__DATASET ROWS__
__________________________________________________

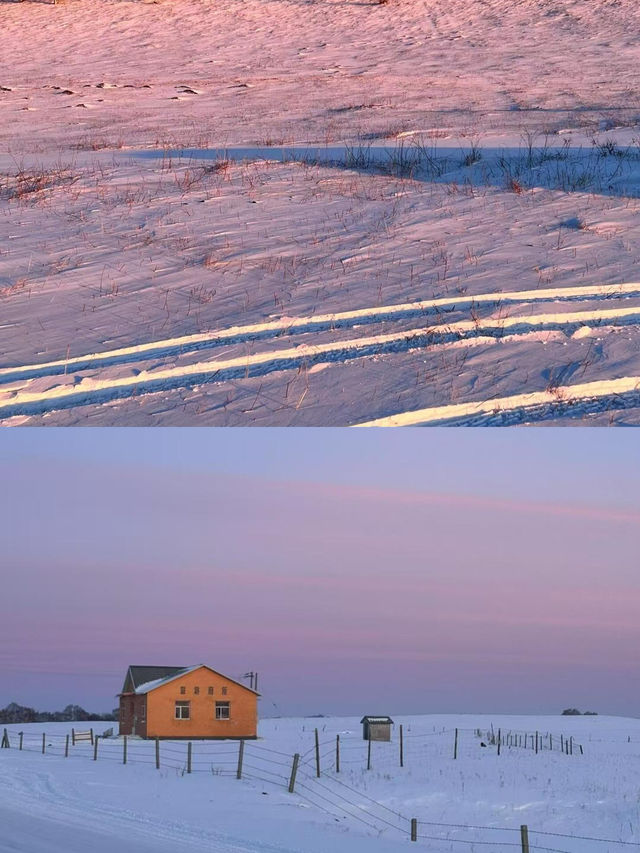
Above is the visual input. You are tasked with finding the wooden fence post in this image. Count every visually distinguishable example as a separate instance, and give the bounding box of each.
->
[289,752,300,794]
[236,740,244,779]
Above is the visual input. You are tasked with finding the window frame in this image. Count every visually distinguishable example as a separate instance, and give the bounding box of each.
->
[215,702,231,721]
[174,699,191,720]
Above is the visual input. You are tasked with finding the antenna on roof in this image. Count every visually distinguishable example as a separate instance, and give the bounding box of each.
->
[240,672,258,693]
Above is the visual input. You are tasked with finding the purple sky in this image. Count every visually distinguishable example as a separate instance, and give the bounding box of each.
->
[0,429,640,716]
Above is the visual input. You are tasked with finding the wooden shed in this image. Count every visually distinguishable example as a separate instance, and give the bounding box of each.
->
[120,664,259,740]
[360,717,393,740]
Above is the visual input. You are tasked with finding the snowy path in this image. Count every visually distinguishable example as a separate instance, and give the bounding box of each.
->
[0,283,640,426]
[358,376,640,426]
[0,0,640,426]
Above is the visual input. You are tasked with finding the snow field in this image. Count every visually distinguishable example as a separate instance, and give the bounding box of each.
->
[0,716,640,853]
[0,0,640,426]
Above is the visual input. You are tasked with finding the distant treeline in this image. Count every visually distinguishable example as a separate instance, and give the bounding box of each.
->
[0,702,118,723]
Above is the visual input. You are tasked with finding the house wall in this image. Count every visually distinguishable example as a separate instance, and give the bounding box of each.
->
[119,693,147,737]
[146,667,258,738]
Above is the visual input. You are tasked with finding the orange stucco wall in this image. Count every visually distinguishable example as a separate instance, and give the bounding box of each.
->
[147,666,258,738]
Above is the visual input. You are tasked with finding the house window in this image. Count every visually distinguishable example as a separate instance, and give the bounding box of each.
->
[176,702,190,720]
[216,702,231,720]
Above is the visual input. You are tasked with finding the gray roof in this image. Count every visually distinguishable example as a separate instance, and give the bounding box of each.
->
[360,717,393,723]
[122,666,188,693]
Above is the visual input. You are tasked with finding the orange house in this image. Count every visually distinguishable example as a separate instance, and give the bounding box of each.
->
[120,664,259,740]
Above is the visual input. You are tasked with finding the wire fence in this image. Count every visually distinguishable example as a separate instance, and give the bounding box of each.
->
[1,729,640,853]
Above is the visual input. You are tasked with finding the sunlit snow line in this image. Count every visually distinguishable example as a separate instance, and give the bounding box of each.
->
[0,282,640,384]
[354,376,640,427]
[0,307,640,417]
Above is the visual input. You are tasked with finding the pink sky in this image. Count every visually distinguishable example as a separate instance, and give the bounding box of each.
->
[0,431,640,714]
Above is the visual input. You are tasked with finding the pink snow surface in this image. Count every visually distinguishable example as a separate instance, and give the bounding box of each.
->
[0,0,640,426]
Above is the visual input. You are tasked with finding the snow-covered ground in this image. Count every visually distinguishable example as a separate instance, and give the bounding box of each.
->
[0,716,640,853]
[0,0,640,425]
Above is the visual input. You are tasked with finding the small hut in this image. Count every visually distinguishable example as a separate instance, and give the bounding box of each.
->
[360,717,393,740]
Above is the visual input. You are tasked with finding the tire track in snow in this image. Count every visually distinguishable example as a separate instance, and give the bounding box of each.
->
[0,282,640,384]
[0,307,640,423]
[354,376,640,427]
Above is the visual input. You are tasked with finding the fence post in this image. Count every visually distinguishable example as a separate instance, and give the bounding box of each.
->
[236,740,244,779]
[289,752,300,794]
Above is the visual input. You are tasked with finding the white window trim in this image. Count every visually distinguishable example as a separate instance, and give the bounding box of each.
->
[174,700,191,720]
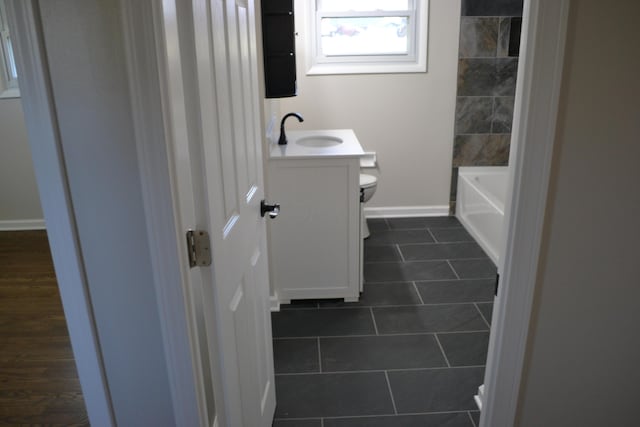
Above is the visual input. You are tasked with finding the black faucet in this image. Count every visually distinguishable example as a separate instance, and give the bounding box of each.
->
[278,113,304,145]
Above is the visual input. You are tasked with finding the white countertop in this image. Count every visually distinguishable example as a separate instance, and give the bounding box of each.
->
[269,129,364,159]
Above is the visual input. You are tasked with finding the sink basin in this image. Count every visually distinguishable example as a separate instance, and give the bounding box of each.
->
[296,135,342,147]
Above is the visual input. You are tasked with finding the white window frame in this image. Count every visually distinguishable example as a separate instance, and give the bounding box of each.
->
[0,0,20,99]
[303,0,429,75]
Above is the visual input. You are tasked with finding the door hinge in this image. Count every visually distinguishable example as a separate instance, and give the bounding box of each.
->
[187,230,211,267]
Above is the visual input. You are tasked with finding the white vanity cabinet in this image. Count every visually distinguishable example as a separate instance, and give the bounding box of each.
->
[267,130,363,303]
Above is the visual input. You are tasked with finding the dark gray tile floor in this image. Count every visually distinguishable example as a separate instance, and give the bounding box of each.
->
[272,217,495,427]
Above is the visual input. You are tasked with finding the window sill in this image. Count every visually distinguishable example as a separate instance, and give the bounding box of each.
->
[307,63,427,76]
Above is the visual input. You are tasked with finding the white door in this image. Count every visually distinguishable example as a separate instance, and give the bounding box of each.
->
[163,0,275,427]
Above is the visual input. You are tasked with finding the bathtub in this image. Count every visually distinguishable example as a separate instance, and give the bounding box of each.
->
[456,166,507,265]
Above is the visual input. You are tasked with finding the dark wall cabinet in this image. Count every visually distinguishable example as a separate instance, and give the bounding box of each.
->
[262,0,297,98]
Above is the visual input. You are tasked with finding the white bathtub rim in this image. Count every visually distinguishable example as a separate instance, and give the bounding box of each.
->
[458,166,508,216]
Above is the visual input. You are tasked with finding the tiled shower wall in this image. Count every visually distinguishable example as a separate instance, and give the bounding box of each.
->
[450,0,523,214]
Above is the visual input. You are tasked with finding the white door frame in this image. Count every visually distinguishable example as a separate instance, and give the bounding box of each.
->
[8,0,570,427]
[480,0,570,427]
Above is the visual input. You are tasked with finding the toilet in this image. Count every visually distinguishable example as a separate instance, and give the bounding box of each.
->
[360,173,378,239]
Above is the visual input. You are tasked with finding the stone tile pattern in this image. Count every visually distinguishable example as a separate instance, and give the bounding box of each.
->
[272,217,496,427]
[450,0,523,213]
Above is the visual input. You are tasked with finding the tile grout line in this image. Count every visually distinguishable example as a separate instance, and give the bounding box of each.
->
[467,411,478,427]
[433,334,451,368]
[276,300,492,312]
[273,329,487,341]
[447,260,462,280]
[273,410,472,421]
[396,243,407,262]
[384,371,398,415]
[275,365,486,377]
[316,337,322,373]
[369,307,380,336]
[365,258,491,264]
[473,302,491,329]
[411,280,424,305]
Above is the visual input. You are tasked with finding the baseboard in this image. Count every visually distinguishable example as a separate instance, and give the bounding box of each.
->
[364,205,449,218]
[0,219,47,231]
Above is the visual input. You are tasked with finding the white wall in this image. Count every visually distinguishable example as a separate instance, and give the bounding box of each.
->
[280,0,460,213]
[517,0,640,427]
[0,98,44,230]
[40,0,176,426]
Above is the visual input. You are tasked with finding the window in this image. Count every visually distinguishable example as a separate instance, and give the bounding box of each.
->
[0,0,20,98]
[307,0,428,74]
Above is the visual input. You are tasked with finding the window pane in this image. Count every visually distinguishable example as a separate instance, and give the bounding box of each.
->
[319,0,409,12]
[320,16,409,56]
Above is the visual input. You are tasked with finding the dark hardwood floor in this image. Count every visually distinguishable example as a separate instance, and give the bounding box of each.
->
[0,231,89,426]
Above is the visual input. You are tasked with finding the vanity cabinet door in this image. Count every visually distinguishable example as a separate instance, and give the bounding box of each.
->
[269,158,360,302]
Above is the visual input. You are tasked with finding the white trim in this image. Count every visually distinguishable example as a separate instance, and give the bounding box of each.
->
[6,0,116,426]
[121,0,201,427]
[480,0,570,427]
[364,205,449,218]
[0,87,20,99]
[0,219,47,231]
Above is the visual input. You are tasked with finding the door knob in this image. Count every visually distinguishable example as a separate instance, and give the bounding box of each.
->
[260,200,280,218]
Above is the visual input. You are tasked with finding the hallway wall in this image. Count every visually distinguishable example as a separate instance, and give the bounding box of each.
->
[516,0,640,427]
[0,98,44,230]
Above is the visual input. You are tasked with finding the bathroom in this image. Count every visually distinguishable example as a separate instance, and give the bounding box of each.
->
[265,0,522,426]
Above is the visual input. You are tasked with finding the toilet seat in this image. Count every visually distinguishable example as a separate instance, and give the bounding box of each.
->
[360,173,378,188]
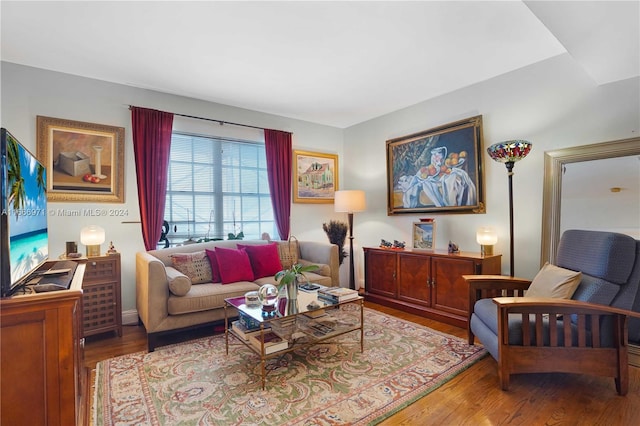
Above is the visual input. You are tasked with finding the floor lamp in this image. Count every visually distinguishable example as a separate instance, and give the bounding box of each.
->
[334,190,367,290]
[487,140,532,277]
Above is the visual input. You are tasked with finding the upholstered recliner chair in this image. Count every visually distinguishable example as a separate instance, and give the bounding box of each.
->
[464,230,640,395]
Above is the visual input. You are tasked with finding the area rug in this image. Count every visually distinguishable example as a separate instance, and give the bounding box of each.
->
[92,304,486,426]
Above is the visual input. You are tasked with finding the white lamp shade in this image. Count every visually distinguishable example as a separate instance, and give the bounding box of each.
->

__________________________________________________

__WRITTEN INSTRUCTION__
Copy out the entries from the line that has "the pink sky" through the line that has "[278,113,304,145]", with both of those lines included. Keep all of their text, but multiply every bounding-box coordinate by 2.5 and round it to a whole number, with halves rounding up. Leave out the pictures.

__RESPONSE TO THIS TASK__
Above is the visual input. You are tasked with finding the pink sky in this image. Count every visually distinguishable example as a separate instance, and give the bounding box of each.
->
[0,1078,1600,1785]
Above is the visual input. You are tasked with finding the pink snow surface in this image. Count every visually distinguishable example as a separate instance, and give the bounding box of each.
->
[0,0,1600,1065]
Above is the visual input. You are tasked with finding the snow-covered ground in this image. Count every visually distinguishable example as a separate instance, and give the bounding box of each.
->
[0,1790,1600,2133]
[0,0,1600,1063]
Above is the visual input. You are tasked with finding the small hut in this image. Count every visually distinguishable example as a separate instance, and give the bounding box of each.
->
[900,1793,983,1850]
Above is the visual input. You are tasked with finding the tire track in snow in this image. Count every visually distinguishable example as a separate instance, and give the bounding box of each.
->
[0,705,1600,960]
[0,768,1600,1058]
[885,940,1600,1068]
Above is the visual input. You are tasked with finding the fence post in this image. Count every visually distinguishable example as a separate instance, and give the bounding box of each.
->
[590,1850,610,1948]
[723,1880,750,1985]
Above is the visual input. You are tasked with finding the white window trim in this image. Count every visually distinguishable example as a separate instance, and give the bounding box of each.
->
[435,1750,478,1800]
Above is the visual input. You are tasked with finding the black faucet in this image. Count every visually distinguishable example as a separate instance, and give the bounding box of each.
->
[695,283,760,363]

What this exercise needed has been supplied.